• What you need to do
Your task is to repeat the entries underneath exactly, minus the pictures.

• Point annotation dataset records
- - -
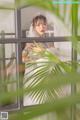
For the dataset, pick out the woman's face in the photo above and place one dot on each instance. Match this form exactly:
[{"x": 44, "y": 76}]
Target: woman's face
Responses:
[{"x": 40, "y": 27}]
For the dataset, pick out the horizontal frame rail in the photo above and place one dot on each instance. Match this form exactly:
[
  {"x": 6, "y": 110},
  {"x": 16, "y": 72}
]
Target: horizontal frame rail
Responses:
[{"x": 36, "y": 39}]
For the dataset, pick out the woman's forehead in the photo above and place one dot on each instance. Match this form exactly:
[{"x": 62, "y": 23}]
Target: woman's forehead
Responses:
[{"x": 40, "y": 21}]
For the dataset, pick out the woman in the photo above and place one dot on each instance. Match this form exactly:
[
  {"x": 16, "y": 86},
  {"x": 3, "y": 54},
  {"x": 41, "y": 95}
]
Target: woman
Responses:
[{"x": 37, "y": 29}]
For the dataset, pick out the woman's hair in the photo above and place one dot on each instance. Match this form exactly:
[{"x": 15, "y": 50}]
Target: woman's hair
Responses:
[{"x": 40, "y": 18}]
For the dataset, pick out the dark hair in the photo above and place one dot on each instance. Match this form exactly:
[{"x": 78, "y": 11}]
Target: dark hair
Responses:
[{"x": 39, "y": 17}]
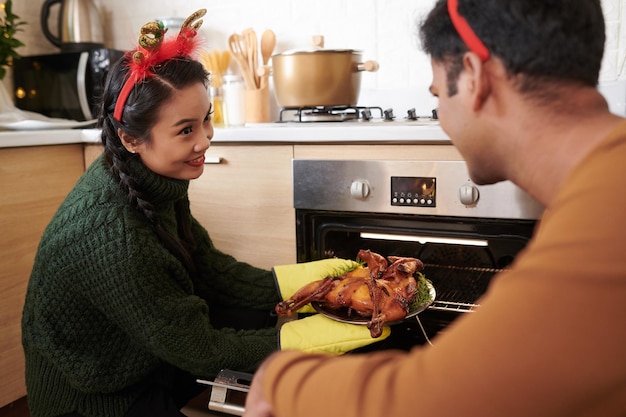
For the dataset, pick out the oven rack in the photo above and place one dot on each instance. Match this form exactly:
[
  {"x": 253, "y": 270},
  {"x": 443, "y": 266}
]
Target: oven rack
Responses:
[{"x": 458, "y": 287}]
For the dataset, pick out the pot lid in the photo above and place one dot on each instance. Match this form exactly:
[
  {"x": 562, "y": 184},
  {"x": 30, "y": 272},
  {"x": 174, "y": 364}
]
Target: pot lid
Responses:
[{"x": 319, "y": 51}]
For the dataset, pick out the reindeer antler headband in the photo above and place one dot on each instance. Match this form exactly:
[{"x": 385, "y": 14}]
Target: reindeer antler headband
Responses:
[
  {"x": 472, "y": 41},
  {"x": 153, "y": 50}
]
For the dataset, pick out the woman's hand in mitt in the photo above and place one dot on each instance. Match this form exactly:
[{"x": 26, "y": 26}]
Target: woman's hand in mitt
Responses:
[
  {"x": 290, "y": 278},
  {"x": 319, "y": 334}
]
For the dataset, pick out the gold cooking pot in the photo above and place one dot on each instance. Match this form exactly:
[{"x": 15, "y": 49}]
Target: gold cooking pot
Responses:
[{"x": 318, "y": 77}]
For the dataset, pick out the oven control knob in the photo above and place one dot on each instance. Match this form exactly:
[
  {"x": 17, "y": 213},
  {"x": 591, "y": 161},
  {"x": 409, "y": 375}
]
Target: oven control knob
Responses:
[
  {"x": 468, "y": 194},
  {"x": 360, "y": 189}
]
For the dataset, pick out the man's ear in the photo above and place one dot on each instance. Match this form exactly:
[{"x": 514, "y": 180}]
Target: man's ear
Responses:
[
  {"x": 129, "y": 142},
  {"x": 479, "y": 82}
]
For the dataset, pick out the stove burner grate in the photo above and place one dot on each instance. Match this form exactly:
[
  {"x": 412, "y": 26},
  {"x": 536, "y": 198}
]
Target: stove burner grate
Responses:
[{"x": 311, "y": 114}]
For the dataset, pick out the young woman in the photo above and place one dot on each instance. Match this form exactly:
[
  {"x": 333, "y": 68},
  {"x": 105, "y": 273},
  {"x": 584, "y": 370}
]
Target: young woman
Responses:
[{"x": 129, "y": 301}]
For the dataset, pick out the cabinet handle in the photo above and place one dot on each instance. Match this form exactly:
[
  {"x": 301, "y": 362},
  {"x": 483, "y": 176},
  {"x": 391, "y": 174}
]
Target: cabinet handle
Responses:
[{"x": 213, "y": 160}]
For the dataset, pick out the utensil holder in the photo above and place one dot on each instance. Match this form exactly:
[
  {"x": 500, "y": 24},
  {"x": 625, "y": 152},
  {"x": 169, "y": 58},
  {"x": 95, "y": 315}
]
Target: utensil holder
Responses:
[{"x": 258, "y": 105}]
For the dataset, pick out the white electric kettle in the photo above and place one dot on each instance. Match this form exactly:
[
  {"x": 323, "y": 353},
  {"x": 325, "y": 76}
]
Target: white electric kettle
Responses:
[{"x": 80, "y": 26}]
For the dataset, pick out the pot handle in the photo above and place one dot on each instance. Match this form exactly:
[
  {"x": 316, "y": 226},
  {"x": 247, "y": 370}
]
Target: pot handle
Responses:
[{"x": 371, "y": 66}]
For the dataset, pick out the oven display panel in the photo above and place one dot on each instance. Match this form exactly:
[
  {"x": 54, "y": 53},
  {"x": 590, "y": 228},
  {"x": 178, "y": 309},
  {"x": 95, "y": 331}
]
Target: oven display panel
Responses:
[{"x": 413, "y": 191}]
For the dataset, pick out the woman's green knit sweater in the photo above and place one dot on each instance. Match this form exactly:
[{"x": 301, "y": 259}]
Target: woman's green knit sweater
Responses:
[{"x": 109, "y": 310}]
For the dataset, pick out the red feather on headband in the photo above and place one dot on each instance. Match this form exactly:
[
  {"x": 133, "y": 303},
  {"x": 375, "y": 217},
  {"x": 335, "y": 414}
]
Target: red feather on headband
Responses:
[{"x": 153, "y": 50}]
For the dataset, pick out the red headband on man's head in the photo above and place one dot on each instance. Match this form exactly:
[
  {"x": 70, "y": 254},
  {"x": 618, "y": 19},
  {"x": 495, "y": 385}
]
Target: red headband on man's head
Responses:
[
  {"x": 466, "y": 33},
  {"x": 153, "y": 50}
]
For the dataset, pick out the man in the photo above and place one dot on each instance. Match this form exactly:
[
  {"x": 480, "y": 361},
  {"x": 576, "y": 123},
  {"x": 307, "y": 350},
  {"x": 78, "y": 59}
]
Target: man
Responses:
[{"x": 516, "y": 82}]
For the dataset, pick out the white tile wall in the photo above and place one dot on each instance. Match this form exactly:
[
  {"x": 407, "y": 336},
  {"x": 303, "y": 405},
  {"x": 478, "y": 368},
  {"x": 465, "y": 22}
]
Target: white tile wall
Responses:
[{"x": 384, "y": 30}]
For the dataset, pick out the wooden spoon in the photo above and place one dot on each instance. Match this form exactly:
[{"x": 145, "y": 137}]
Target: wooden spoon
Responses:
[
  {"x": 240, "y": 53},
  {"x": 268, "y": 43}
]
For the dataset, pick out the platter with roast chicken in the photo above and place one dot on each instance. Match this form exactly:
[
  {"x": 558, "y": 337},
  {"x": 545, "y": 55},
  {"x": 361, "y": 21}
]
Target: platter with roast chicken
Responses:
[{"x": 381, "y": 291}]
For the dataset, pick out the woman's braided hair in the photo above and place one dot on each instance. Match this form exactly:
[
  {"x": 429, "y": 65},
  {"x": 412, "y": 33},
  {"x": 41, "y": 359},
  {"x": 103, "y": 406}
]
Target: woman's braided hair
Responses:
[{"x": 139, "y": 116}]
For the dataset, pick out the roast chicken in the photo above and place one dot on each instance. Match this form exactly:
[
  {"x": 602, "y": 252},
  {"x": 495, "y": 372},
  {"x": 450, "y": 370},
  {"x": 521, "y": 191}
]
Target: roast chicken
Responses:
- - -
• Task solution
For the dataset, pick out the woman's face in the photo above and place one dot on each instance. Match this form exactly:
[{"x": 44, "y": 76}]
Target: woman's face
Responses:
[{"x": 40, "y": 27}]
For the dataset, pick out the horizontal frame rail in the photo above and place one dot on each instance. Match this form exactly:
[
  {"x": 6, "y": 110},
  {"x": 16, "y": 72}
]
Target: horizontal frame rail
Responses:
[{"x": 36, "y": 39}]
For the dataset, pick out the woman's forehead in the photo above and place one dot on each instance. Match this form exactly:
[{"x": 62, "y": 23}]
Target: woman's forehead
Responses:
[{"x": 40, "y": 21}]
For the dataset, pick out the woman in the photo above and place one dot on each instance. Match this form exactly:
[
  {"x": 16, "y": 86},
  {"x": 3, "y": 54},
  {"x": 41, "y": 95}
]
Target: woman
Responses:
[{"x": 37, "y": 29}]
For the dataset, pick out the woman's hair in the photo above and place one dot on each instance. Match this form exactly:
[{"x": 15, "y": 50}]
Target: woman's hair
Responses:
[{"x": 40, "y": 18}]
For the dataset, pick out the dark hair in the photo above and place one dot on each instance. Match this form exactly:
[{"x": 78, "y": 11}]
Target: dark hair
Responses:
[{"x": 39, "y": 17}]
For the dataset, pick out the oven rack in the photo above and place one dot on each instance. Match this form exactly:
[
  {"x": 253, "y": 270},
  {"x": 443, "y": 266}
]
Target: oven rack
Responses:
[{"x": 458, "y": 287}]
For the dataset, pick out the pot lid in the photo above and place one dot on each instance. Match this form exactly:
[
  {"x": 562, "y": 184},
  {"x": 30, "y": 272},
  {"x": 174, "y": 364}
]
Target: pot lid
Responses:
[{"x": 319, "y": 51}]
For the dataset, pick out the reindeer antler headband in the photo above and place one dot on each instance. Match this form exactly:
[{"x": 385, "y": 14}]
Target: reindeer antler headband
Responses:
[
  {"x": 472, "y": 41},
  {"x": 153, "y": 50}
]
For the dataset, pick out the woman's hand in mitt in the photo above and place one dot on each instance. Match this form exactly:
[{"x": 26, "y": 26}]
Target: woman's hand in mitt
Responses:
[
  {"x": 290, "y": 278},
  {"x": 319, "y": 334}
]
For the dataset, pick out the gold cooking pot in the photo above and place one dot on each instance. Match this form exactly:
[{"x": 15, "y": 49}]
Target: gold cooking pot
Responses:
[{"x": 318, "y": 77}]
For the dataset, pick out the oven control knob in the photo above and place one dot on each instance. Match this form exactly:
[
  {"x": 17, "y": 213},
  {"x": 591, "y": 161},
  {"x": 409, "y": 375}
]
Target: oven control knob
Responses:
[
  {"x": 468, "y": 194},
  {"x": 360, "y": 189}
]
For the dataset, pick out the man's ear in the photo above and place one dot on each instance. Match this form exactly:
[{"x": 514, "y": 180}]
Target: man's ear
Responses:
[
  {"x": 129, "y": 142},
  {"x": 479, "y": 82}
]
For the dataset, pick out the stove burner grate in the photo above and place one dot on each instance. Match this form exactly:
[
  {"x": 412, "y": 26},
  {"x": 536, "y": 198}
]
Target: stove burner grate
Responses:
[{"x": 311, "y": 114}]
For the dataset, pick out the young woman in the photo above and place one dot on each instance. Match this form exactly:
[
  {"x": 333, "y": 68},
  {"x": 105, "y": 273},
  {"x": 584, "y": 370}
]
Target: young woman
Responses:
[{"x": 129, "y": 301}]
For the dataset, pick out the cabinet handle in the photo above and place one dot on each instance. Match this form exactly:
[
  {"x": 301, "y": 362},
  {"x": 483, "y": 176},
  {"x": 391, "y": 174}
]
Target: cabinet handle
Responses:
[{"x": 213, "y": 160}]
For the dataset, pick out the utensil holder in the photo above and place one dot on each instance. Match this form exactly:
[
  {"x": 500, "y": 24},
  {"x": 625, "y": 152},
  {"x": 169, "y": 58},
  {"x": 95, "y": 315}
]
Target: utensil holder
Responses:
[{"x": 258, "y": 105}]
For the dataset, pick out the white electric kettle in the photo above and place one dot on each instance. Match this form exactly:
[
  {"x": 323, "y": 353},
  {"x": 325, "y": 76}
]
Target: white electric kettle
Responses:
[{"x": 80, "y": 26}]
For the dataset, pick out the pot handle in the photo above and place one dot on each instance. Match this form exactly:
[
  {"x": 316, "y": 226},
  {"x": 247, "y": 370}
]
Target: pot handle
Responses:
[{"x": 371, "y": 66}]
For the dataset, pick out the oven display panel in the photo above and place one dot on each instance. Match this form exactly:
[
  {"x": 54, "y": 53},
  {"x": 590, "y": 228},
  {"x": 178, "y": 309},
  {"x": 95, "y": 331}
]
Target: oven display panel
Responses:
[{"x": 413, "y": 191}]
For the dataset, pick out the woman's green knit sweater in the photo above and place one dot on each instance. Match this form exactly:
[{"x": 301, "y": 259}]
Target: woman's green knit sweater
Responses:
[{"x": 109, "y": 310}]
For the dataset, pick out the red feather on headband in the photo above and place one dot on each instance. Match this form exactly:
[
  {"x": 133, "y": 303},
  {"x": 375, "y": 217},
  {"x": 335, "y": 414}
]
Target: red feather on headband
Responses:
[{"x": 153, "y": 50}]
For the dataset, pick out the red headband on man's head in the photo above and place one dot on each instance. Match this form exactly:
[
  {"x": 70, "y": 254},
  {"x": 618, "y": 19},
  {"x": 495, "y": 385}
]
Target: red headband on man's head
Responses:
[
  {"x": 466, "y": 33},
  {"x": 153, "y": 50}
]
For the dataset, pick out the man in the photo above and place one dot on each instance. Match this form exactly:
[
  {"x": 480, "y": 361},
  {"x": 576, "y": 123},
  {"x": 307, "y": 350},
  {"x": 78, "y": 59}
]
Target: man
Responses:
[{"x": 516, "y": 82}]
For the dataset, pick out the white tile wall in the photo above and place one dot on each instance. Match this form exactly:
[
  {"x": 407, "y": 336},
  {"x": 303, "y": 405},
  {"x": 478, "y": 368},
  {"x": 465, "y": 22}
]
Target: white tile wall
Responses:
[{"x": 384, "y": 30}]
For the dataset, pick out the wooden spoon in the photo above and place one dot on each instance. Match this form exactly:
[{"x": 145, "y": 137}]
Target: wooden spoon
Responses:
[
  {"x": 240, "y": 53},
  {"x": 268, "y": 43}
]
For the dataset, pick out the platter with roast chicken in the photo above and place one dot on each instance. Match this form exactly:
[
  {"x": 558, "y": 337},
  {"x": 545, "y": 55},
  {"x": 361, "y": 21}
]
Target: platter with roast chicken
Responses:
[{"x": 381, "y": 291}]
For the dataset, pick out the woman's braided hair in the photo above and place one dot on each instance. Match this form exactly:
[
  {"x": 429, "y": 65},
  {"x": 412, "y": 33},
  {"x": 41, "y": 359},
  {"x": 103, "y": 406}
]
Target: woman's braided hair
Responses:
[{"x": 139, "y": 116}]
For the dataset, pick out the roast chicken in the photo above and place one dot on each instance. Match this form exactly:
[
  {"x": 602, "y": 252},
  {"x": 495, "y": 372},
  {"x": 450, "y": 370},
  {"x": 521, "y": 191}
]
Target: roast chicken
Responses:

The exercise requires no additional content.